CONSEGNA —
Stabilisci se le affermazioni (a), (b) e (c) concordano con il testo sul saccheggio di Pignataro. Per ciascuna rispondi sì o no e cita tra virgolette le parole del testo che lo dimostrano. (a) Il Duca di Maddaloni saccheggiò Pignataro nel 1648. (b) Diomede Carafa si oppose al sovrano Filippo IV. (c) Allo scoppio della rivolta di Masaniello, Giuseppe, fratello del duca, si trovava in esilio a Benevento.

TESTO MOSTRATO —
──────────────────────────────
Il saccheggio di Pignataro dell’anno 1648

Nel testo “Memorie storiche di Pignataro Maggiore”, Nicola Borrelli ci racconta di come, ai tempi della famosa rivolta di Masaniello, Pignataro fu assalita e saccheggiata dalle truppe del Duca di Maddaloni. In effetti Pignataro seguì la sorte di Calvi, contro cui si era scagliato il Duca di Maddaloni, il quale, nel 1648, saccheggiò, oltre al Palazzo Vescovile di Calvi, anche Pignataro e la sua Chiesa di S. Maria della Misericordia.

Il duca di Maddaloni Diomede Carafa era un uomo prepotente, protettore di banditi, un “bravaccio dispotico”, ma fedele al sovrano Filippo IV e al suo viceré di Napoli. I Carafa erano i discendenti di uno dei rami principali di una nobile e antica famiglia di origine napoletana, le cui origini, però, si intrecciano alla leggenda che vuole che il loro capostipite, un nobile pisano, abbia salvato l’imperatore Enrico IV, frapponendosi tra una spada che stava colpendo l’imperatore e il suo corpo.

Nel ventennio precedente la rivolta del 1647, periodo di grave crisi politica e finanziaria del Regno, Diomede Carafa, come riporta Rosario Villari,  si distinse tra i feudatari di alto rango che “forti di un largo seguito, di numerosa parentela e di grosse e turbolente bande di seguaci[… ] poterono macchiarsi di delitti contro i loro vassalli, e perpetrare abusi inauditi senza essere, di fatto, perseguiti

Il fratello del duca di Maddaloni era altrettanto di indole prepotente, inquisito di varie gravi colpe. Infatti i due fratelli Diomede e Giuseppe, quando scoppiò la rivolta di Masaniello erano, il primo “rinchiuso” nel castello di S. Elmo a Napoli e il secondo esiliato a Benevento.
──────────────────────────────
DATI MOSTRATI —
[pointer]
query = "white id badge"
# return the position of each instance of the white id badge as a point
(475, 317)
──────────────────────────────
SOLUZIONE SCRITTA —
(a) Sì: "nel 1648, saccheggiò, oltre al Palazzo Vescovile di Calvi, anche Pignataro".
(b) No: "ma fedele al sovrano Filippo IV e al suo viceré di Napoli".
(c) Sì: "il secondo esiliato a Benevento".